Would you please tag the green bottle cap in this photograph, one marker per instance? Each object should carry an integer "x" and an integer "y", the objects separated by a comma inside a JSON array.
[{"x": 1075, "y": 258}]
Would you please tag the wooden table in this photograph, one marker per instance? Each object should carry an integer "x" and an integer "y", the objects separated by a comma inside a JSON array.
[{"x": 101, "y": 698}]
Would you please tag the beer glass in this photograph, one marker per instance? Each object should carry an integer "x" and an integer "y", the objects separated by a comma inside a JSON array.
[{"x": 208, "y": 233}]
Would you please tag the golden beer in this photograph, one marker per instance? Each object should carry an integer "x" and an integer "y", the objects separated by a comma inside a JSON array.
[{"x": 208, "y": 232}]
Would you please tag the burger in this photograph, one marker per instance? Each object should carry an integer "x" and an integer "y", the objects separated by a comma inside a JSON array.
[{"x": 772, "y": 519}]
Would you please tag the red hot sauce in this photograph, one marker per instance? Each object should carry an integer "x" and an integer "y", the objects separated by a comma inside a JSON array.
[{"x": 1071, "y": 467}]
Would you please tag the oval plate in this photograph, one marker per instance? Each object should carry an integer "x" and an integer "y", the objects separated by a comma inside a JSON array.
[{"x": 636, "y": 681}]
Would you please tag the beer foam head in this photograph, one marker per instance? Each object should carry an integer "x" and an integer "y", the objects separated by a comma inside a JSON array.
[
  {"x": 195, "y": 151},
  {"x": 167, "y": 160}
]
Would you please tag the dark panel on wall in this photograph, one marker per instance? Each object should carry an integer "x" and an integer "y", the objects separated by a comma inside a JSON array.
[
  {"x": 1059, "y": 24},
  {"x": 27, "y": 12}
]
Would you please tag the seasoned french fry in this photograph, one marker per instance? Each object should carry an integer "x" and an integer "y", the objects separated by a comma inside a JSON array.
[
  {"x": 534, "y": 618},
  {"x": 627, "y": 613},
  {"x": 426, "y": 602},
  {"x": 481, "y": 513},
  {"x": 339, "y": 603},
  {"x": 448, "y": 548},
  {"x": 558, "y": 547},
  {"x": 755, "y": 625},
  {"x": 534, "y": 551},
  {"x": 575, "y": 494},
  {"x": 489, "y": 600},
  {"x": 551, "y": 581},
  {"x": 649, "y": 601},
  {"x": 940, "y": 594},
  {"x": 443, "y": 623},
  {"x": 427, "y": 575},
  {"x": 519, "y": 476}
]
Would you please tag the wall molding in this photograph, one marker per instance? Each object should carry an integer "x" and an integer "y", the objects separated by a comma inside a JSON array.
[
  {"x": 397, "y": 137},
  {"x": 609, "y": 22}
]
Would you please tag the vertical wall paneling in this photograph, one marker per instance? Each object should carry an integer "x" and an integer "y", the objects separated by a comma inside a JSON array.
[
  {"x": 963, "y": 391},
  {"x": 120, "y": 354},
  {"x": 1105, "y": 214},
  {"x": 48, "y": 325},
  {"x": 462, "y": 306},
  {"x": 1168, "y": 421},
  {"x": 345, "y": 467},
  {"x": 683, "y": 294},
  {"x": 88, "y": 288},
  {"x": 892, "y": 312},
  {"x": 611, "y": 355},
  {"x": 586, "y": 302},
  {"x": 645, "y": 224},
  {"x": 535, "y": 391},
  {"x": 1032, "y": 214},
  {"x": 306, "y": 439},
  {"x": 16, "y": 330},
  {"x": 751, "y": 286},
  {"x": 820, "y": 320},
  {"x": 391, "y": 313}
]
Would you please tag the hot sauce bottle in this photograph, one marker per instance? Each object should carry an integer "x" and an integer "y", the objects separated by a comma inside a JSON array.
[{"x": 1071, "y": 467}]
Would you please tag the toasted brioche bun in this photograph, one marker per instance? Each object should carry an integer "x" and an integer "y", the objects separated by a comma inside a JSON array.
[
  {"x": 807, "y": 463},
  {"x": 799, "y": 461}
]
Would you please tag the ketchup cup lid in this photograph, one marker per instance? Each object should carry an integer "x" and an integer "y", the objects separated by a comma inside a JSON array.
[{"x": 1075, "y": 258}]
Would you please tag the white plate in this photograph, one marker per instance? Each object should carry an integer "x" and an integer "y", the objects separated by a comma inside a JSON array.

◆ Given task ◆
Copy all the entries verbatim.

◆ Exercise response ◆
Would you please tag the green bottle cap in this photograph, one marker per instance? Each object should carry an integer "x" and an integer "y", the objects separated by a comma inside a JSON array.
[{"x": 1075, "y": 258}]
Would you please tag the wooden table in this photograph, one marker per instance? Each object should carry an integer "x" and an integer "y", the objects separated by a comma inside a JSON array.
[{"x": 101, "y": 698}]
Would you please tag the beer glass in this photograph, one marker per instance? Each object should carry an integer "x" and an integer "y", the objects separated by a comma inside a JSON array.
[{"x": 208, "y": 233}]
Would you please tag the golden beer in this photograph, one marker per instance? Each object should carry an integer "x" and an integer "y", the objects separated by a comma inside a JSON array.
[{"x": 208, "y": 232}]
Would you please tag the burger in this photograph, one marker per instance? Each object should carry an integer "x" and an integer "y", the objects separated by a comma inside a JSON array.
[{"x": 772, "y": 519}]
Would you please tag the red hot sauce in this photograph, one marker per instance? Each object should carry an integer "x" and an integer "y", the objects separated by a comma inside a JSON array.
[{"x": 1071, "y": 467}]
Would you please tag the oval plate in this photograph, one marker per instance? Each object should carry an integer "x" and an integer "y", the objects separated by a comma inside a JSON array.
[{"x": 636, "y": 681}]
Would you please tag the beer foam head in this photograph, one marker per instance? Each object should carry an integer "x" and an integer "y", the objects separated by a comma inside a JSON array.
[
  {"x": 195, "y": 151},
  {"x": 167, "y": 160}
]
Would you please tag the dark panel on wall in this photograph, one marker per instance? Each object should carry an integer "x" and an integer "y", the objects separated by a comma inside a JSON array.
[
  {"x": 1059, "y": 24},
  {"x": 27, "y": 12}
]
Would you please tag the seasoned french fry in this photograph, one marker per instance? Each object should carry an integer "x" and an integer "y", the objects separated by a comma inside a JSON array.
[
  {"x": 534, "y": 618},
  {"x": 627, "y": 613},
  {"x": 426, "y": 602},
  {"x": 481, "y": 513},
  {"x": 339, "y": 603},
  {"x": 448, "y": 548},
  {"x": 558, "y": 547},
  {"x": 755, "y": 625},
  {"x": 534, "y": 551},
  {"x": 575, "y": 494},
  {"x": 489, "y": 600},
  {"x": 551, "y": 581},
  {"x": 649, "y": 601},
  {"x": 940, "y": 594},
  {"x": 443, "y": 623},
  {"x": 427, "y": 575},
  {"x": 519, "y": 476}
]
Would you please tag the wall molding in this photograph, one marker per instance? Each object should carry an integer "x" and an integer "y", the objects separated by a comma inside a JSON array.
[
  {"x": 397, "y": 137},
  {"x": 609, "y": 22}
]
Would you please tag the vertical wall paneling in this photograph, one marker per instance? Each object should carry an integer "x" and an integer "y", the objects separated by a comma inside a JSON array.
[
  {"x": 963, "y": 391},
  {"x": 120, "y": 354},
  {"x": 1105, "y": 214},
  {"x": 48, "y": 325},
  {"x": 462, "y": 306},
  {"x": 1168, "y": 421},
  {"x": 345, "y": 467},
  {"x": 683, "y": 294},
  {"x": 88, "y": 288},
  {"x": 892, "y": 312},
  {"x": 611, "y": 355},
  {"x": 586, "y": 302},
  {"x": 645, "y": 224},
  {"x": 535, "y": 391},
  {"x": 1032, "y": 214},
  {"x": 306, "y": 439},
  {"x": 16, "y": 330},
  {"x": 751, "y": 286},
  {"x": 820, "y": 320},
  {"x": 391, "y": 313}
]
Would you please tag the hot sauce bottle in this photograph, one marker per instance? Each object should carry an integer "x" and an integer "y", the objects separated by a comma inside a JSON array.
[{"x": 1071, "y": 467}]
Would you please tag the toasted brioche bun in this photograph, one marker per instance? Each object should carry an integer "x" and an integer "y", the objects separated by a comma inside a JSON array.
[
  {"x": 807, "y": 463},
  {"x": 799, "y": 461}
]
Would you please tag the ketchup cup lid in this photograph, one marker per instance? Each object should carry an integer "x" and an integer "y", the objects separated by a comma inside a JSON array.
[{"x": 1075, "y": 258}]
Would you please tag the white plate in this photograph, one marker per instance? Each object should carry an integer "x" and an integer "y", the objects separated by a comma inside a JSON array.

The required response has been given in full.